● Work request
Scan the records below for the string "hair" and return every line where it appears.

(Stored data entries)
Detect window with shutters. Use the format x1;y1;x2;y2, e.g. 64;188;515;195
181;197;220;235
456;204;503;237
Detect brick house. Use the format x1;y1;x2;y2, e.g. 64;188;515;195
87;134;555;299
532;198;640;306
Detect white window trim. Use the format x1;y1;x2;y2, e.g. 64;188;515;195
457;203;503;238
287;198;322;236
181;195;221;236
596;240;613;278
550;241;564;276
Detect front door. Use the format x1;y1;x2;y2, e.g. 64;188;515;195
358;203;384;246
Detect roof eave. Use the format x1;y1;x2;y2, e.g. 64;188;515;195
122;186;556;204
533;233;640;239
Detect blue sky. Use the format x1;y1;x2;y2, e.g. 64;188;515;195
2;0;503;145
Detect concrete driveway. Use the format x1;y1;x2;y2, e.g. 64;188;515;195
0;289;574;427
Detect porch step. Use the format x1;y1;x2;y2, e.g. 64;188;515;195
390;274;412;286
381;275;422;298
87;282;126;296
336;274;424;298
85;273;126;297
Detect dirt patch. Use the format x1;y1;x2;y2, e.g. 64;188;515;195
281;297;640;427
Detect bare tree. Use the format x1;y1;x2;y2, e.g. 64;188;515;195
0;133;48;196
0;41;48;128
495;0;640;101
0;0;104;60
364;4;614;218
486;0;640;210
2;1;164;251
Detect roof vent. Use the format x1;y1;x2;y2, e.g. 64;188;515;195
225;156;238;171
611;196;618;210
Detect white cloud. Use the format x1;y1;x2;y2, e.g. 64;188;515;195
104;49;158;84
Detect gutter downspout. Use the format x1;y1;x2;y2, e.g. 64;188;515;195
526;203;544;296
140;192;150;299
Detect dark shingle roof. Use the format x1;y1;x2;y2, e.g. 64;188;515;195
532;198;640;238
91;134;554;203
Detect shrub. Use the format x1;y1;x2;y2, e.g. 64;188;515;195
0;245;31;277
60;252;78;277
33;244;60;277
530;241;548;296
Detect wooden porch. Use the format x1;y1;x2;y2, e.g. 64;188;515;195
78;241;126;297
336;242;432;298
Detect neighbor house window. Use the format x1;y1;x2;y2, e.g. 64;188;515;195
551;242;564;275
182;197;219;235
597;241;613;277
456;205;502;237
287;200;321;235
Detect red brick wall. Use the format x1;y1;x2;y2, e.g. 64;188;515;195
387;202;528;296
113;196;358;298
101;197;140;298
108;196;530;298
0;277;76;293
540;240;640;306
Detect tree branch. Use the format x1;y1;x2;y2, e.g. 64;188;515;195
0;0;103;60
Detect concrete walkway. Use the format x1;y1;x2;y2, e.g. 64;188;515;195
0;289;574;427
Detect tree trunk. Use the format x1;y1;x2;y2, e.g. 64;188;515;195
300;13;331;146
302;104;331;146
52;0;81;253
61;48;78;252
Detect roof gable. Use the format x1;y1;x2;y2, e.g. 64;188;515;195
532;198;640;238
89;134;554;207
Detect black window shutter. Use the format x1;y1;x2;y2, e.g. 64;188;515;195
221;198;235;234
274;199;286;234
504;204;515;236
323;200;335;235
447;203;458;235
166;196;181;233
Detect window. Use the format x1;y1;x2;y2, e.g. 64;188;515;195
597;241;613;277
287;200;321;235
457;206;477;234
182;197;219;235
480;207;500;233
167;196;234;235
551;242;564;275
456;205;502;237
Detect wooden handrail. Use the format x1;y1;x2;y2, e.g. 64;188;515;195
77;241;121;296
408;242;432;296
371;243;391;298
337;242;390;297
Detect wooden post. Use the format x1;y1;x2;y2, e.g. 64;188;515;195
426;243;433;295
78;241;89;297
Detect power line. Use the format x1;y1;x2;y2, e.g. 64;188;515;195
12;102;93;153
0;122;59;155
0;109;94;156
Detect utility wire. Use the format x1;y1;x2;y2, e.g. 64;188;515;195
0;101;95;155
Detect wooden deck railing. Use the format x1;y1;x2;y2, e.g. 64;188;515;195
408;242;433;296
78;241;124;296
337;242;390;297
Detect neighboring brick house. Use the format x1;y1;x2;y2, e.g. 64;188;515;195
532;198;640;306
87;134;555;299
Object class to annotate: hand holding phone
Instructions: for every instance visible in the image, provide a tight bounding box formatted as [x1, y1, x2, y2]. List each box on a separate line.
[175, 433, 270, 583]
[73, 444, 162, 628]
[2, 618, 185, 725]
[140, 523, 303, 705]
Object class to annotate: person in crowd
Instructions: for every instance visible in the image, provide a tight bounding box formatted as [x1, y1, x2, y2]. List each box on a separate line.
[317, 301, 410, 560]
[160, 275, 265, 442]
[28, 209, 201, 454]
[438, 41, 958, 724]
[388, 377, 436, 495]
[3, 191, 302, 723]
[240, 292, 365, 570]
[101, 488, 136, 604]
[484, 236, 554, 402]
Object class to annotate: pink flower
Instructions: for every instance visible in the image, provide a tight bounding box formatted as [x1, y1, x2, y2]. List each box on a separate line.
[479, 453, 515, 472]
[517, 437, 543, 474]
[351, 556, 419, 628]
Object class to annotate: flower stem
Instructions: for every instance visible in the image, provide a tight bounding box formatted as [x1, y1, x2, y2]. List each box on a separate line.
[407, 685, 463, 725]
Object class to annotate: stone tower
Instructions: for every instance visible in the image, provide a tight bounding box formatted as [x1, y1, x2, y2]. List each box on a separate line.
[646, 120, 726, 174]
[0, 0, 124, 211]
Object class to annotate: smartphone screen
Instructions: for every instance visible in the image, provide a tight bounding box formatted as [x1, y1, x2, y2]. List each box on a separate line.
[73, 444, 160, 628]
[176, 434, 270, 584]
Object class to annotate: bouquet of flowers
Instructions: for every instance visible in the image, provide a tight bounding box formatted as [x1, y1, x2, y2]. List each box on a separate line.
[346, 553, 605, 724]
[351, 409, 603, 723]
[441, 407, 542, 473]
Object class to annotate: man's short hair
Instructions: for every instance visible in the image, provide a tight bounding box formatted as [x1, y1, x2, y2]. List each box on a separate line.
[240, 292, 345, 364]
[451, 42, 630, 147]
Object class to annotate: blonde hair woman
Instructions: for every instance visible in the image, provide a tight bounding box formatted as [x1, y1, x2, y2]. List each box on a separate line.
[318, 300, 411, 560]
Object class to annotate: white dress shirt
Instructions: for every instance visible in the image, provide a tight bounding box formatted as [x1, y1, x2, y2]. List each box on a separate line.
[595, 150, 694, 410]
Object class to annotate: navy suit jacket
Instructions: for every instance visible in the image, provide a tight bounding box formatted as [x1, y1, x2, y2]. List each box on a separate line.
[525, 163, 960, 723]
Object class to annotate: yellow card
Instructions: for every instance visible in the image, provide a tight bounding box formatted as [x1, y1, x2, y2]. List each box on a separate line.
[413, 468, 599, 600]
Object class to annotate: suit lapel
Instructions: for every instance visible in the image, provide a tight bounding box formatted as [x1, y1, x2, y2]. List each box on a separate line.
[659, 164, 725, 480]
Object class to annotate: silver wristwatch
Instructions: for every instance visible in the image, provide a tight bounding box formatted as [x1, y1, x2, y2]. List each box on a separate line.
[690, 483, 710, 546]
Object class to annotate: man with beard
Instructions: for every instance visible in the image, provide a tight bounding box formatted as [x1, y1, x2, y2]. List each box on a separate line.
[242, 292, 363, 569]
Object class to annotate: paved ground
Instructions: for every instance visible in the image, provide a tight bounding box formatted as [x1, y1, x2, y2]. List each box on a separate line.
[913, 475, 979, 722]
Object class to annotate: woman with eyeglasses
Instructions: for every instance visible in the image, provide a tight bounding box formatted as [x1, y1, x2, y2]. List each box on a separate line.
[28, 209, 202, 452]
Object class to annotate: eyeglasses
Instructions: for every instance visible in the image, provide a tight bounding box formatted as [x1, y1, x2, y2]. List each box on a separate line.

● Exercise solution
Object class to annotate: man's short hair
Object class to annotate: blonde hair woman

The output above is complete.